Short task a »
Output the part of the Daniel Farke text starting at "He spent most" and ending at "invasion of Ukraine.", copied word for word.
#### Document text
Daniel Farke (; born 30 October 1976) is a German professional football manager and former player who played as a forward. He is currently the head coach of German Bundesliga club Borussia Mönchengladbach.

He spent most of his playing career with SV Lippstadt, where he also began his management career. After a spell at Borussia Dortmund II, he led Norwich City for four years, twice winning the EFL Championship. In January 2022 he was appointed as head coach of Russian Premier League club Krasnodar, but resigned two months later due to the Russian invasion of Ukraine.

Playing career
Farke started his career with hometown club SV Steinhausen. He spent the majority of his playing career with SV Lippstadt 08, with whom he had three spells. Farke said that he "knew how to score" but was probably "the slowest striker in the whole of Western Europe". He played his whole career in the lower levels of German football.

Managerial career

Early managerial career
Farke began his managerial career with SV Lippstadt 08. He was in charge for six years and took Lippstadt from the sixth tier of German football to the fourth, with his time in charge considered the most successful for Lippstadt football. He stepped down after six years, planning to take a year's sabbatical, before accepting the opportunity to take charge of Borussia Dortmund II, the reserve side of German club Borussia Dortmund. He managed the team for two seasons before he was recruited by Norwich City, having failed to agree a new contract at Dortmund.

Norwich City
On 25 May 2017, Farke was appointed as the head coach of Championship club Norwich City on a two-year contract. Farke's first league game for Norwich City ended in a 1–1 draw after a late equaliser from Nélson Oliveira at Craven Cottage and his first competitive game at Carrow Road saw Norwich beat Swindon Town 3–2 in the EFL Cup. Farke completed his inaugural season in the Championship winning 15 games, drawing 15, and losing 16 – finishing 14th in the league table.

The following season saw Norwich promoted as Championship title winners. Farke won the Manager of the Month award for November and in March 2019 signed a three-year contract extension, tying him to the club until June 2022. The team secured promotion to the Premier League on their penultimate match of the 2018–19 season, before securing the league title after the last match of the season.
########
#### Supplied records
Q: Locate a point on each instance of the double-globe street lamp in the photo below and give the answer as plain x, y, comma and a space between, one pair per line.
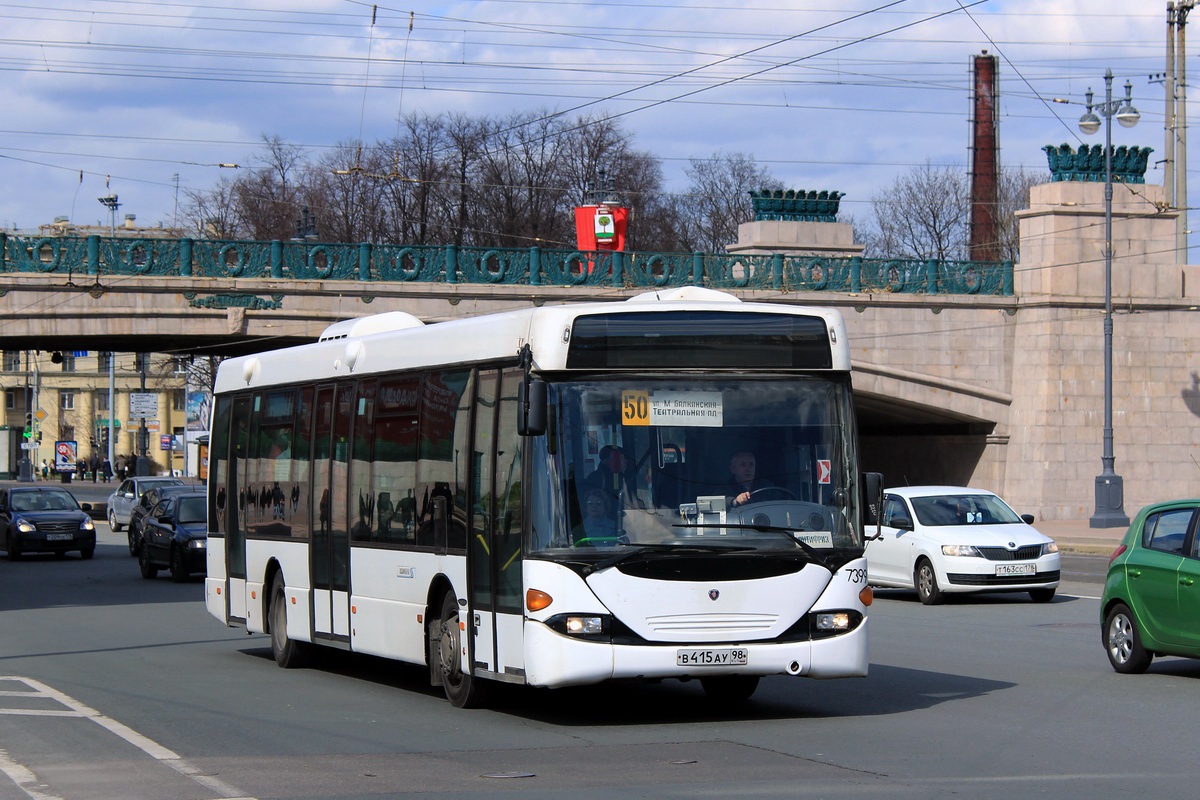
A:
1109, 487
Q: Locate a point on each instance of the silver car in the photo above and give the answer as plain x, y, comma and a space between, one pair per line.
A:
120, 503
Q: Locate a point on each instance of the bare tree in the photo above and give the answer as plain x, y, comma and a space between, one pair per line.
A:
718, 199
924, 214
268, 196
1014, 196
927, 214
213, 214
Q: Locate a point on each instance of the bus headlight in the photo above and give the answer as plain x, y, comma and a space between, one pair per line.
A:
833, 621
585, 625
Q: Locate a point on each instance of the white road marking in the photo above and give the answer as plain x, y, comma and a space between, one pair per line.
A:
77, 709
24, 777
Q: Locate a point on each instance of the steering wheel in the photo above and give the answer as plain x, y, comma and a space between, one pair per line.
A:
787, 493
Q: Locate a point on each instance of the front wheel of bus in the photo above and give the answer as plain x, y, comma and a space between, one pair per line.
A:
462, 690
727, 690
288, 653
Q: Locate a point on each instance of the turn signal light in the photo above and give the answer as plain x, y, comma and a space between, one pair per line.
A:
537, 600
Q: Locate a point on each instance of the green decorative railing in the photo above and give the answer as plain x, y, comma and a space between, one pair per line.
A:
292, 260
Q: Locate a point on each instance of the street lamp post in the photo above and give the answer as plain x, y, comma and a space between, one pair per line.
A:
1109, 487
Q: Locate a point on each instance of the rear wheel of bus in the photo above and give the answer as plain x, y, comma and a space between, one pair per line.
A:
287, 651
462, 690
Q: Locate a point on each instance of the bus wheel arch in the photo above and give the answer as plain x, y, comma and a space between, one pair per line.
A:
462, 689
287, 651
273, 569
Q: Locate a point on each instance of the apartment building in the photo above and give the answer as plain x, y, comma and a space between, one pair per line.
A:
82, 396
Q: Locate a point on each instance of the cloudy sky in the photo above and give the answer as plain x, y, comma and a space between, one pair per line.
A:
148, 98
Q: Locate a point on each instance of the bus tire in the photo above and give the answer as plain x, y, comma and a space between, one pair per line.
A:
287, 653
729, 690
461, 689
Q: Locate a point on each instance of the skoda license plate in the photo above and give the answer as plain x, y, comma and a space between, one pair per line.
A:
724, 657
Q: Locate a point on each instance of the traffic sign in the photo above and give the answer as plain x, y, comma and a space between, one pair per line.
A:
143, 404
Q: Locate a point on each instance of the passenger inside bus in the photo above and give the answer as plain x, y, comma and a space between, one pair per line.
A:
744, 483
613, 476
599, 523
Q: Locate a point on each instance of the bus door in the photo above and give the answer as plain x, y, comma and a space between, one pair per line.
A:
330, 545
237, 509
495, 547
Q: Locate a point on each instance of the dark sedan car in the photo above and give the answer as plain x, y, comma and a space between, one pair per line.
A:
148, 500
174, 535
45, 519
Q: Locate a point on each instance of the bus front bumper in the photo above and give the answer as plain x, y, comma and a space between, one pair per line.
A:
556, 660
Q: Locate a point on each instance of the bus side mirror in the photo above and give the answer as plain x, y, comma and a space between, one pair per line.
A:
873, 501
532, 408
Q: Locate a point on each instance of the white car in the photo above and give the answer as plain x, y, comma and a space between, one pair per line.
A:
951, 539
121, 501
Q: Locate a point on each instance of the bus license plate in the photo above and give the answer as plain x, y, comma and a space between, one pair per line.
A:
726, 657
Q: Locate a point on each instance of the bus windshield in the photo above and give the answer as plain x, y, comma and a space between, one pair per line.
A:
739, 463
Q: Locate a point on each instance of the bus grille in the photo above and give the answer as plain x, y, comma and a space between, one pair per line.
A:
729, 624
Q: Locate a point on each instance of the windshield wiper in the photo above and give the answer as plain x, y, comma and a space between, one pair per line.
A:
787, 533
641, 549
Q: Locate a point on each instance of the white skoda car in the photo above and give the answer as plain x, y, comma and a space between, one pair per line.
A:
949, 539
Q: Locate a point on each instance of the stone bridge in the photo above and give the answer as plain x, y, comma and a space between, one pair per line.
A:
976, 374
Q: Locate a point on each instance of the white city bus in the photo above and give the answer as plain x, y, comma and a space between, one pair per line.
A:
449, 495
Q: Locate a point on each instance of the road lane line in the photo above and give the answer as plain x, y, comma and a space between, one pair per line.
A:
24, 777
147, 745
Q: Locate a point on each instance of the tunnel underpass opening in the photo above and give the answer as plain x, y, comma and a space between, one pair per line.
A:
916, 445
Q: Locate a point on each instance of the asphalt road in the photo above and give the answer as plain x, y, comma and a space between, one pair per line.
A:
113, 686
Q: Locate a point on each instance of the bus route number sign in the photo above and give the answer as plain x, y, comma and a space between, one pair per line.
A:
635, 408
665, 408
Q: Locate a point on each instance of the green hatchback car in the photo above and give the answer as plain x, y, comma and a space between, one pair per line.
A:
1151, 602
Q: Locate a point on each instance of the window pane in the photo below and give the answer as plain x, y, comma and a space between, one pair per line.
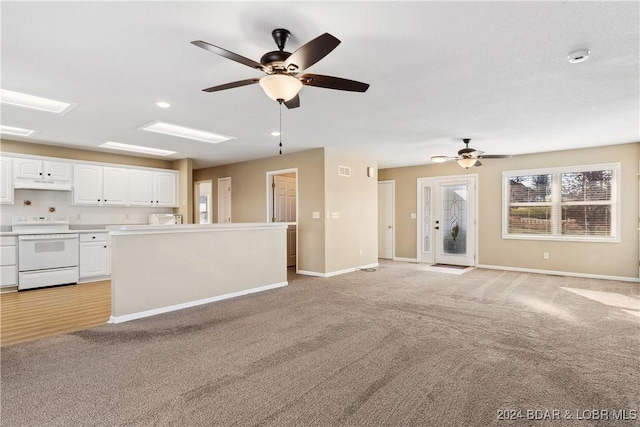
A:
586, 186
586, 220
530, 220
530, 188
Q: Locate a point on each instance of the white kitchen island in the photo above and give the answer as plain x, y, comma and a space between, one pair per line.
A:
157, 269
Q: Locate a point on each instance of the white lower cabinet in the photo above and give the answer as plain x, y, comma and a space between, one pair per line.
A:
95, 255
8, 261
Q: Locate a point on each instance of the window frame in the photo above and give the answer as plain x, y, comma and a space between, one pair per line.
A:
556, 203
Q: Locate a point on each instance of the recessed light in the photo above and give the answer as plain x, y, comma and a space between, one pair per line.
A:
23, 100
579, 56
439, 159
137, 148
185, 132
10, 130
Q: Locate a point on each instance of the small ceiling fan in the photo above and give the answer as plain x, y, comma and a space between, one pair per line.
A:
282, 82
469, 157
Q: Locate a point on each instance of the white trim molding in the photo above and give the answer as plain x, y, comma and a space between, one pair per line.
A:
560, 273
161, 310
337, 273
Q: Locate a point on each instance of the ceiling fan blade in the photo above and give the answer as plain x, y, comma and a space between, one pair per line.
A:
293, 102
496, 156
229, 55
329, 82
312, 52
231, 85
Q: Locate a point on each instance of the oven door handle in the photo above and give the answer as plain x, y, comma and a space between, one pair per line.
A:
51, 237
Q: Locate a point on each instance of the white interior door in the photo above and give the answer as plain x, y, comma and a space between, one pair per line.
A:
203, 192
385, 219
447, 231
224, 199
285, 198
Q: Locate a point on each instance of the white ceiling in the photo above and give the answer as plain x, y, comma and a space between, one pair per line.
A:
496, 72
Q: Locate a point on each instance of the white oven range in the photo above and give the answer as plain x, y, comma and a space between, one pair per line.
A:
47, 251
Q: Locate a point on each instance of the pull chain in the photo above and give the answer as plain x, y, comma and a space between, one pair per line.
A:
280, 136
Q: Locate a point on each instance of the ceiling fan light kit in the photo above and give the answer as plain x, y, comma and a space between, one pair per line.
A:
282, 82
468, 157
280, 87
467, 162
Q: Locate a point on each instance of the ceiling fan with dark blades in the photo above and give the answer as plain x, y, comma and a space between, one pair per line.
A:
469, 157
282, 82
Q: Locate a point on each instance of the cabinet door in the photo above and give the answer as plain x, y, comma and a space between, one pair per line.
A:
115, 189
57, 171
166, 189
6, 180
94, 259
27, 168
141, 188
87, 184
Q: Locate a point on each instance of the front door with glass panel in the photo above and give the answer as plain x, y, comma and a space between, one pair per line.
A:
446, 232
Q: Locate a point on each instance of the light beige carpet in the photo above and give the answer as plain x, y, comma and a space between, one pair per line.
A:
393, 347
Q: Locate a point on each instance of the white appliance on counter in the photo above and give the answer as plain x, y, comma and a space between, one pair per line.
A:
164, 219
47, 251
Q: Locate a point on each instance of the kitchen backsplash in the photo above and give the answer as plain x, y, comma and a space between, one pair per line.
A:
39, 202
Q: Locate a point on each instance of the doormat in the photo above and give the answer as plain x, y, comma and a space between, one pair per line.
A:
445, 268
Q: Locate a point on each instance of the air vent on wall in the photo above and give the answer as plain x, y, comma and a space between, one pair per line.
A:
344, 171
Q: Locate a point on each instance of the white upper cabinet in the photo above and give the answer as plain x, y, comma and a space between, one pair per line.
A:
166, 189
6, 180
100, 185
153, 188
115, 186
87, 184
42, 169
141, 188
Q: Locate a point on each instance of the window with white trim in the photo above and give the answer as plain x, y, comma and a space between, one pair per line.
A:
569, 203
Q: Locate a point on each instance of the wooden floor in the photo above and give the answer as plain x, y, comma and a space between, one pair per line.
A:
38, 313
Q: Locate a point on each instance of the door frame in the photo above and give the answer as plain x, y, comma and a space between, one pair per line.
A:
218, 198
433, 181
393, 216
269, 204
196, 201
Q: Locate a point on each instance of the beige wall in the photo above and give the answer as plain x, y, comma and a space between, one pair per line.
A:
608, 259
18, 147
352, 238
185, 189
249, 197
153, 271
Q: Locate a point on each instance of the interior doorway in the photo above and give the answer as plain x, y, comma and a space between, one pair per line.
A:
282, 206
224, 199
202, 198
386, 233
447, 230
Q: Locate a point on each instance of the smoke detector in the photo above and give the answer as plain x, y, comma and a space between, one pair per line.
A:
579, 56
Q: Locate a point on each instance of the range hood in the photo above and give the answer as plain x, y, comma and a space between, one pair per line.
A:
41, 184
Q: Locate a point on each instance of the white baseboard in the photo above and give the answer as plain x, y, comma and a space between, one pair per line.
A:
559, 273
147, 313
401, 259
337, 273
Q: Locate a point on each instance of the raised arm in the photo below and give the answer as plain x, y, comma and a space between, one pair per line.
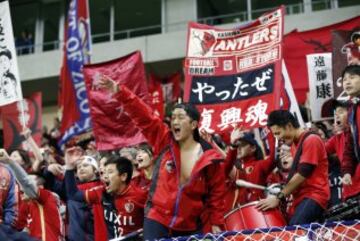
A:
72, 155
29, 186
10, 204
152, 126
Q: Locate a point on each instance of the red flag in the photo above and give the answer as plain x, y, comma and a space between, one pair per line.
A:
298, 44
12, 121
156, 96
111, 126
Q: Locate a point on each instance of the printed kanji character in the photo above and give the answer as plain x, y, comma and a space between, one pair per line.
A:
206, 119
203, 87
230, 116
239, 85
260, 81
224, 93
321, 75
257, 113
323, 90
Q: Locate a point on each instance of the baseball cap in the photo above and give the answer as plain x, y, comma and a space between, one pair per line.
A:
249, 137
193, 113
90, 160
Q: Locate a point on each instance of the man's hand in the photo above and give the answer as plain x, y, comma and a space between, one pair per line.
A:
236, 134
215, 229
26, 133
56, 169
346, 180
106, 83
72, 155
4, 156
206, 135
268, 203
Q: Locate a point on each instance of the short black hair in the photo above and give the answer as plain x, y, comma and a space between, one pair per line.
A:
6, 53
355, 36
351, 69
282, 118
190, 110
193, 113
146, 148
25, 156
123, 165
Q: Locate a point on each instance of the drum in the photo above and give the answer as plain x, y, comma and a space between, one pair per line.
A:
348, 210
249, 217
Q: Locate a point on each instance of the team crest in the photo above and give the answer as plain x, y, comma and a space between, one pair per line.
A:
3, 183
249, 169
129, 207
170, 166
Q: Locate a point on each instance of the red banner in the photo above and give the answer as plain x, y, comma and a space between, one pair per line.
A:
233, 76
298, 44
156, 96
112, 128
12, 121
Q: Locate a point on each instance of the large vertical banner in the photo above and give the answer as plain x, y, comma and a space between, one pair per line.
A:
234, 76
321, 85
112, 127
74, 101
10, 88
346, 50
28, 110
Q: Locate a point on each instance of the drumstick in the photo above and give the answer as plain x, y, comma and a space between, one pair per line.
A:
242, 183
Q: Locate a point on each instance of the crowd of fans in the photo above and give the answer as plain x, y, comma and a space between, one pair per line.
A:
182, 181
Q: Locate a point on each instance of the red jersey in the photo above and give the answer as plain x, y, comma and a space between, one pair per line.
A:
123, 213
336, 144
45, 221
254, 171
316, 186
175, 205
141, 181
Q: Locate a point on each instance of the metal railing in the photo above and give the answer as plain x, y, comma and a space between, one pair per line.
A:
161, 28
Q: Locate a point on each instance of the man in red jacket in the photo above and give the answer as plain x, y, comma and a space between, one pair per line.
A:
187, 175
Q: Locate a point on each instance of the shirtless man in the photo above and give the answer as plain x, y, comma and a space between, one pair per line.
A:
187, 177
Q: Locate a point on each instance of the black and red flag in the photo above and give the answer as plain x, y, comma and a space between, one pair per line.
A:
233, 76
112, 128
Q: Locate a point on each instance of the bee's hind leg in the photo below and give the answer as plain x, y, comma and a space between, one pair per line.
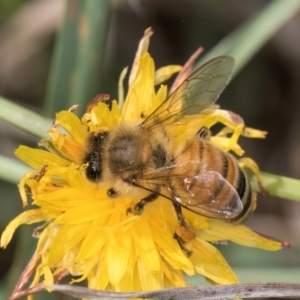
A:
183, 233
139, 207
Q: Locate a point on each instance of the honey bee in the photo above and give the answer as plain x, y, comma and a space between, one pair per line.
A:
137, 157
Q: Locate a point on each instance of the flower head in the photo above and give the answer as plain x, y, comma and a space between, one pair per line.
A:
91, 235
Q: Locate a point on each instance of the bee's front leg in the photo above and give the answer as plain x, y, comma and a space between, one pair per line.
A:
183, 233
139, 207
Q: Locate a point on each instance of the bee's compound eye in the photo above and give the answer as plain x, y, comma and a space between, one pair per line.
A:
203, 132
112, 193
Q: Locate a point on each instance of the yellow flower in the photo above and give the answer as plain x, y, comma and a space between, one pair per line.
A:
91, 235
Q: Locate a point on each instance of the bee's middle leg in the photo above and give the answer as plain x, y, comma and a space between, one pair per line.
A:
183, 233
139, 207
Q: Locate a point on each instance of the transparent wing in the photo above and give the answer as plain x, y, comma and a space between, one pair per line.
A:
208, 194
211, 195
196, 93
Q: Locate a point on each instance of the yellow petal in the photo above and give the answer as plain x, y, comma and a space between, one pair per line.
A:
141, 51
150, 280
70, 122
141, 92
239, 234
145, 247
118, 251
27, 217
209, 262
67, 146
37, 158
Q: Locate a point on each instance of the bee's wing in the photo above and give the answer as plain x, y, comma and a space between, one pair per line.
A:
196, 93
211, 195
208, 194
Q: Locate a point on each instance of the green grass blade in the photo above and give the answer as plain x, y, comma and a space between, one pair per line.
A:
78, 56
12, 170
244, 42
24, 118
279, 186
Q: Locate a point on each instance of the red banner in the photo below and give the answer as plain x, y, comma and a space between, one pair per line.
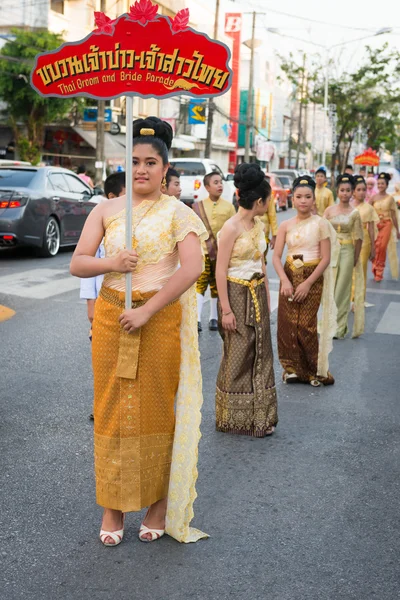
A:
233, 26
140, 53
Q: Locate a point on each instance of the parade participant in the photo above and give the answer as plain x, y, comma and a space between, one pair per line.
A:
371, 188
306, 280
245, 396
347, 223
388, 227
81, 172
172, 185
270, 225
348, 170
214, 212
323, 195
145, 359
369, 219
114, 186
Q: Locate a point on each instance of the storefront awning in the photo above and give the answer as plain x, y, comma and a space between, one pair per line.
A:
113, 149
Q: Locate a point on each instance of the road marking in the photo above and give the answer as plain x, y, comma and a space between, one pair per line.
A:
38, 283
6, 313
390, 322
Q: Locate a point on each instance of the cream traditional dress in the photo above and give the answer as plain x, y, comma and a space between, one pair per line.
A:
300, 351
349, 229
148, 384
246, 396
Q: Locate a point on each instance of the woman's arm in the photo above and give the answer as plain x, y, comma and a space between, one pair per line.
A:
303, 289
371, 233
227, 238
286, 286
191, 266
84, 264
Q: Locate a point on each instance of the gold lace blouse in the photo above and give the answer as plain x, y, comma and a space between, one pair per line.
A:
305, 236
248, 252
348, 226
158, 226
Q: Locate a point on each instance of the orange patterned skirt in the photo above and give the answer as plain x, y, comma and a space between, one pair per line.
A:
134, 418
297, 325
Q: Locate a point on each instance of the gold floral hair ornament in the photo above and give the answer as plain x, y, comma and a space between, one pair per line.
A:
145, 131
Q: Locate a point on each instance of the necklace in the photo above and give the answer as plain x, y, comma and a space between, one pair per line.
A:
135, 241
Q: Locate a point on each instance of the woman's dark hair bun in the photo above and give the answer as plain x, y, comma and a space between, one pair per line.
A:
248, 177
162, 129
304, 180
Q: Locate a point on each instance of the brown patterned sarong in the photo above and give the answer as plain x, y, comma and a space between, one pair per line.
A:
297, 324
246, 397
134, 419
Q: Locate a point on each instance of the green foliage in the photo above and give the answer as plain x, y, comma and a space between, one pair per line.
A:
25, 106
366, 98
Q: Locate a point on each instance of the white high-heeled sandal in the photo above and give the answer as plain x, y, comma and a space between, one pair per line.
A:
117, 536
156, 534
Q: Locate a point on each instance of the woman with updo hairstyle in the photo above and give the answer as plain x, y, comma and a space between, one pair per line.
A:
306, 282
147, 378
388, 230
369, 219
245, 397
347, 223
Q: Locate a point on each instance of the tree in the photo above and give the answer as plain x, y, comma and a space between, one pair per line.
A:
367, 99
24, 106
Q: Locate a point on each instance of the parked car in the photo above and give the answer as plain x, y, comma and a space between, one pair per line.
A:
43, 207
287, 184
192, 171
279, 193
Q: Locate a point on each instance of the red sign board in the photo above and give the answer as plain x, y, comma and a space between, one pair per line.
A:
140, 53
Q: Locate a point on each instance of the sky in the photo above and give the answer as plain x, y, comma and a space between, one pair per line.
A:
338, 21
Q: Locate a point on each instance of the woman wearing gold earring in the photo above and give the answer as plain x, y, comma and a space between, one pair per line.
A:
147, 379
245, 397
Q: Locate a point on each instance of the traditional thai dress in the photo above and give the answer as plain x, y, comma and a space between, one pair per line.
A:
349, 229
299, 349
145, 449
386, 239
246, 397
323, 199
368, 215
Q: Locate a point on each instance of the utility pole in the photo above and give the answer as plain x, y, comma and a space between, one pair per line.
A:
250, 92
210, 117
100, 158
300, 113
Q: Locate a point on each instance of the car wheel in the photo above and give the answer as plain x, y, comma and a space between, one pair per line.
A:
51, 239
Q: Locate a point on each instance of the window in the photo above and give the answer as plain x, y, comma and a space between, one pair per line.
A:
189, 168
16, 178
57, 6
76, 185
58, 182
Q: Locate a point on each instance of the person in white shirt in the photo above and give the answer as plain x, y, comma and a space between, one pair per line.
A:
114, 186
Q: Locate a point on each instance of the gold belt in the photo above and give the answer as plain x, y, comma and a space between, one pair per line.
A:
252, 285
297, 263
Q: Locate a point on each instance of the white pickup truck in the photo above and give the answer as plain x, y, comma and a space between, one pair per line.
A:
192, 171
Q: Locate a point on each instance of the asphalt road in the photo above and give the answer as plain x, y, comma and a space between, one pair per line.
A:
309, 514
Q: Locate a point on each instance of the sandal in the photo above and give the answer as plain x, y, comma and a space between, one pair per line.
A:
156, 534
114, 535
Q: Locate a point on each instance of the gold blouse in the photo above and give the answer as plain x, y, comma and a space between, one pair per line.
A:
384, 207
305, 236
248, 252
157, 226
348, 226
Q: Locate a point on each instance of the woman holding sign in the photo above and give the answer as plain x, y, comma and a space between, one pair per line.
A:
146, 358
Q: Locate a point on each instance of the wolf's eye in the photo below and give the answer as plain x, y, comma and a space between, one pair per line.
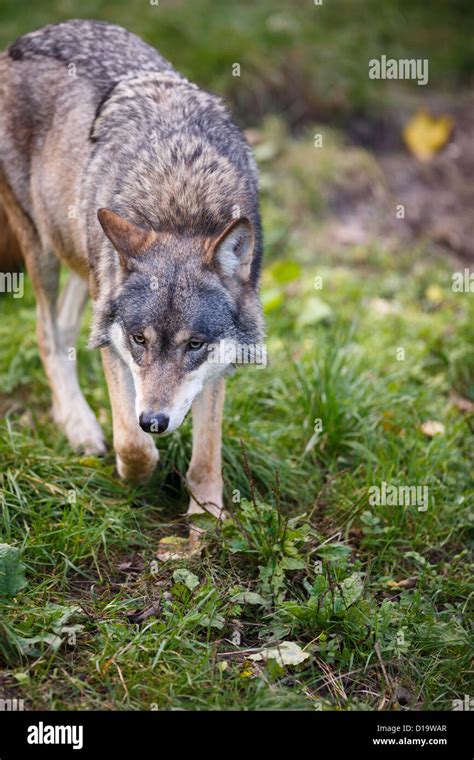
########
Short task b »
Find each line in the records containing the string "interior", and copy those lines out.

Problem solution a »
He spent most of his playing career with SV Lippstadt, where he also began his management career. After a spell at Borussia Dortmund II, he led Norwich City for four years, twice winning the EFL Championship. In January 2022 he was appointed as head coach of Russian Premier League club Krasnodar, but resigned two months later due to the Russian invasion of Ukraine.

Problem solution b »
Q: Locate a point on each instance of the white interior door in the photo above and give the answer as plain x, y, comma and a space between, one pair per line.
Q: Locate a point on each instance of the interior doorway in the photo above and give the answer as plain x, y, comma and a space between, one pair per line.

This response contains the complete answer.